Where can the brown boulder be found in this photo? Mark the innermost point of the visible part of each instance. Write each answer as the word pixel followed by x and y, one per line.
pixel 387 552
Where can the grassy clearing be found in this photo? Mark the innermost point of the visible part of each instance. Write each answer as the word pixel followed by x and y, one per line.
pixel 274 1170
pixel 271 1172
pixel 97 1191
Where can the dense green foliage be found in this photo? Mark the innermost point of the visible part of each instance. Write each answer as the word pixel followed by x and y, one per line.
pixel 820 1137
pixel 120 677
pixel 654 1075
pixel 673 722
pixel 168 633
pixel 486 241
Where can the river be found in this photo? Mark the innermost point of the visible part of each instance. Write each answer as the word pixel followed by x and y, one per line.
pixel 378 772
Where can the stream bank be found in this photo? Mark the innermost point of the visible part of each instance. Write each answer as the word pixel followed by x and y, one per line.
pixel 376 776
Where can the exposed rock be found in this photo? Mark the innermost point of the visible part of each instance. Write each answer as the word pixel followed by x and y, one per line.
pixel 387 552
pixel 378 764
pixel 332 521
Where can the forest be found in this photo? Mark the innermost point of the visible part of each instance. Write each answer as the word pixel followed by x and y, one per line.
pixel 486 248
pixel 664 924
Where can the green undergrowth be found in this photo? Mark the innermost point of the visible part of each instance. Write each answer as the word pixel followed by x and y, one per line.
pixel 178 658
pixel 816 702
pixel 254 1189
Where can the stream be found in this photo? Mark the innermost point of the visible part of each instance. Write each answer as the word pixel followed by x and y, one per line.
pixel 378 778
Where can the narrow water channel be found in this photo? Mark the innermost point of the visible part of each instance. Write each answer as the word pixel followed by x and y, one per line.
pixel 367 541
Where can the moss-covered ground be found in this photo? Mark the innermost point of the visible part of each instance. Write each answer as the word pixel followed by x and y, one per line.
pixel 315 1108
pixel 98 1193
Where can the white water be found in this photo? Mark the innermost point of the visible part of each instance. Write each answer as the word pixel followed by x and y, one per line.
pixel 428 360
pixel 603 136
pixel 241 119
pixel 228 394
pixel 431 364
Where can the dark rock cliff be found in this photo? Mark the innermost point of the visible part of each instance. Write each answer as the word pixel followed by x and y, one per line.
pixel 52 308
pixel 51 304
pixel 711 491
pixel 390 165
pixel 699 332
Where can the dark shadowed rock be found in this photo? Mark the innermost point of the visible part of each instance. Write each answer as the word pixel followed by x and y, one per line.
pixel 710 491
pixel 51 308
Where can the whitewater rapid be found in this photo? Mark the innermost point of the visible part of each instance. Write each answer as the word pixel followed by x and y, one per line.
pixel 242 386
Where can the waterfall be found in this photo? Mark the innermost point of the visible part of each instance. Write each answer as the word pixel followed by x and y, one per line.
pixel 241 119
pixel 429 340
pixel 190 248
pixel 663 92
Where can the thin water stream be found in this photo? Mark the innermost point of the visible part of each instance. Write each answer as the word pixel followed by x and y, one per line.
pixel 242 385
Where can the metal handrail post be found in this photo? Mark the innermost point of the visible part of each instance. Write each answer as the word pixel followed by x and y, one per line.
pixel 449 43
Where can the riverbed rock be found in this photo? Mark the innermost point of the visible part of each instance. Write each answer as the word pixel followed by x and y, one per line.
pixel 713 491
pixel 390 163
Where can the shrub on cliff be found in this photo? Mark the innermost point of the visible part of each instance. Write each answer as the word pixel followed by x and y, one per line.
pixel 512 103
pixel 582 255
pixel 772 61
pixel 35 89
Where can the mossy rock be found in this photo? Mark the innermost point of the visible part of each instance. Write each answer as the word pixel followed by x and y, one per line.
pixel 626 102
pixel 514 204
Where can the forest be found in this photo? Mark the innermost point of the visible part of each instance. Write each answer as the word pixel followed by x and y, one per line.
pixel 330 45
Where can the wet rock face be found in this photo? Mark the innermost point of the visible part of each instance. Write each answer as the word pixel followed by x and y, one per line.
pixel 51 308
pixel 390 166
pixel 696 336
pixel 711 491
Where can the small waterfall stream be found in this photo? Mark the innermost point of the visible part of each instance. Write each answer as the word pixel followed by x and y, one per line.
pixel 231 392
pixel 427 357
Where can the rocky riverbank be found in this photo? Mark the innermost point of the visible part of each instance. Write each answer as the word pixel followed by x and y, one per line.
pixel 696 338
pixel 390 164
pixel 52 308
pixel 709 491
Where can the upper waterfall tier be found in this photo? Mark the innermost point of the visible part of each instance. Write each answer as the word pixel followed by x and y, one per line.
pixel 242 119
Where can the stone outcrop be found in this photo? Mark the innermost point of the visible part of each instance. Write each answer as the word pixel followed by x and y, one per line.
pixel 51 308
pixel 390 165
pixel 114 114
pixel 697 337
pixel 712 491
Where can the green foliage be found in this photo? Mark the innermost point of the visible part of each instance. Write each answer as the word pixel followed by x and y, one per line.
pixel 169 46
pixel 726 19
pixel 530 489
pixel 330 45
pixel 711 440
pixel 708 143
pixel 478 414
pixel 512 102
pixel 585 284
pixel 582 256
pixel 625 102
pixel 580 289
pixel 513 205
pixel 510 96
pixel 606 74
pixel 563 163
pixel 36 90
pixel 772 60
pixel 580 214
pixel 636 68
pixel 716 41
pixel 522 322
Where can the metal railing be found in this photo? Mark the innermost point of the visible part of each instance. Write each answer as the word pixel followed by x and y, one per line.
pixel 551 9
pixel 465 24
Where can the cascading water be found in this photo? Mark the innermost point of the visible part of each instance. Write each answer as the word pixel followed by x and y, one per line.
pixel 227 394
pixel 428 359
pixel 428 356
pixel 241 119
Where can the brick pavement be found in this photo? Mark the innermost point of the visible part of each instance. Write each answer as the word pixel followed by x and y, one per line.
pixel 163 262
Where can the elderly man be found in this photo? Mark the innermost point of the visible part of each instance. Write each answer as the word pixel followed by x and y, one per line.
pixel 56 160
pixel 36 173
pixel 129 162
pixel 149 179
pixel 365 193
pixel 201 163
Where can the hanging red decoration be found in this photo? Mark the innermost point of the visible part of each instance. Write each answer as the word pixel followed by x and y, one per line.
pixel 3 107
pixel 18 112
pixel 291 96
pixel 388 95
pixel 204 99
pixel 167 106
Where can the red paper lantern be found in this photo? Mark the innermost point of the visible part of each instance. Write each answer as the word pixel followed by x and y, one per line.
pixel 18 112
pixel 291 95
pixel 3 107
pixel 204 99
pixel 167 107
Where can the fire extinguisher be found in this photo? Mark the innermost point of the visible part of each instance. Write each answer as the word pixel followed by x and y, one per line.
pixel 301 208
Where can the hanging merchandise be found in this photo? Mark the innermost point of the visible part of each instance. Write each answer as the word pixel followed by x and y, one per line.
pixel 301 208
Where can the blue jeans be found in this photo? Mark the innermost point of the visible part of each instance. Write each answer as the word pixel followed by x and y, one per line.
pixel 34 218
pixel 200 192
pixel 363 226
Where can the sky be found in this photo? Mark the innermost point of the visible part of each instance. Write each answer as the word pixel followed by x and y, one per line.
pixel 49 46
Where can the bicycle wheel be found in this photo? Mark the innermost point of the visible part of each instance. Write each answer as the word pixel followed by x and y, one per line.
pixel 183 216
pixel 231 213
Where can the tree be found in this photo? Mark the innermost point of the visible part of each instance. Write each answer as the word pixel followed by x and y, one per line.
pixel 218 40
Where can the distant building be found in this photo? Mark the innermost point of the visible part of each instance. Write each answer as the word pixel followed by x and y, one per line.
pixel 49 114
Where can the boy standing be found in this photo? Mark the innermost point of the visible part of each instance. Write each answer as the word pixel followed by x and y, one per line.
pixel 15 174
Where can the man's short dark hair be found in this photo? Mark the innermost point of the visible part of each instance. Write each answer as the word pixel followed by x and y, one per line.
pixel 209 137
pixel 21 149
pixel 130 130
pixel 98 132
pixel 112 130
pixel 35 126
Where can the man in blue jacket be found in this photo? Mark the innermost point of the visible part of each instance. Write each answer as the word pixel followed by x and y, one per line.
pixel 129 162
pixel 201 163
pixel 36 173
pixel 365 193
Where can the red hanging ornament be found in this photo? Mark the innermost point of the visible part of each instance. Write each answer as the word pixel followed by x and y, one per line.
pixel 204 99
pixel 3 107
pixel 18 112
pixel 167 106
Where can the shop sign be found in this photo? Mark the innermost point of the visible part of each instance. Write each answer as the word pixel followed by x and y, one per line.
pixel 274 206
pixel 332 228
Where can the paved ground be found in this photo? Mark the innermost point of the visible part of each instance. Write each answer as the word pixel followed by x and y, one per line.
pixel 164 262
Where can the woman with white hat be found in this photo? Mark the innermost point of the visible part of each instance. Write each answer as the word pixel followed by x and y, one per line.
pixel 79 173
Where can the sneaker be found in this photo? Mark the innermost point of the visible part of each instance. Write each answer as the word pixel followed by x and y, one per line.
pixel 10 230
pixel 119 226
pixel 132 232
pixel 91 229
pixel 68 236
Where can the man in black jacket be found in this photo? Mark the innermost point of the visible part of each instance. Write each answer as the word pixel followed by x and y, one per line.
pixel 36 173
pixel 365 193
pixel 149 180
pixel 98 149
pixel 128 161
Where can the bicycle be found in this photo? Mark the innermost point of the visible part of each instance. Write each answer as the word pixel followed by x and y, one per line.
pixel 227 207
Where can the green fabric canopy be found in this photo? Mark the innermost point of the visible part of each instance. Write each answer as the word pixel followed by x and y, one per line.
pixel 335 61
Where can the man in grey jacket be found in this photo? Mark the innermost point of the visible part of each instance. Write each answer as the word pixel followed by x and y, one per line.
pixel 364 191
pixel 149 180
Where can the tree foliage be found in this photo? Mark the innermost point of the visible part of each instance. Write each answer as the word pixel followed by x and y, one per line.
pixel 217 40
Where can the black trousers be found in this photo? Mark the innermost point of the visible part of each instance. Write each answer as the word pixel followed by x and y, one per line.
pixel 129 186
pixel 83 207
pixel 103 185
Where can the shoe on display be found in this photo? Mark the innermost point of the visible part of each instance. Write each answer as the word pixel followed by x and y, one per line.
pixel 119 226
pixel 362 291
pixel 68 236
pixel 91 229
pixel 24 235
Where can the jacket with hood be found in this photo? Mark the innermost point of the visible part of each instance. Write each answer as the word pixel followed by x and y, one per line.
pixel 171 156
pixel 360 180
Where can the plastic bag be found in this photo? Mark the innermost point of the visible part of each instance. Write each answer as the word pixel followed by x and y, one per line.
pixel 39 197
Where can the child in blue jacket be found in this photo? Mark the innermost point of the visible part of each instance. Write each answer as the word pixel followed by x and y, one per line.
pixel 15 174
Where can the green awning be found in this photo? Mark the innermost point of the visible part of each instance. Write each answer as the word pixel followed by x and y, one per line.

_ _ _ _

REQUIREMENT —
Return, word for word, the lines of the records starting at the line that contains "Where can the man in black" and ending at the line that contains "pixel 217 40". Include both of those lines.

COMPLETE OUTPUT —
Where can the man in black jacket be found in this photo? Mark the innermost point of the visible part of each instance. Write each answer as the word pixel followed by x and y, one per line.
pixel 36 173
pixel 365 193
pixel 149 180
pixel 98 149
pixel 128 161
Where can the bicycle be found in this photo? Mark the innermost point of the visible part of each instance. Write each answer as the word pixel followed by x and y, one per line.
pixel 227 207
Where can the green fabric canopy be found in this photo? Mark the innermost point of the visible part of each instance. Write each answer as the word pixel followed by x and y, one per line.
pixel 335 61
Where can the man in grey jacket be found in this photo? Mark the innermost point of the visible part of each instance. Write each answer as the word pixel followed by x and y, one per line.
pixel 364 191
pixel 149 180
Where can the tree foliage be found in this photo? Mark the innermost point of the visible part of each instance. Write each answer as the word pixel followed by x and y, one per line.
pixel 217 40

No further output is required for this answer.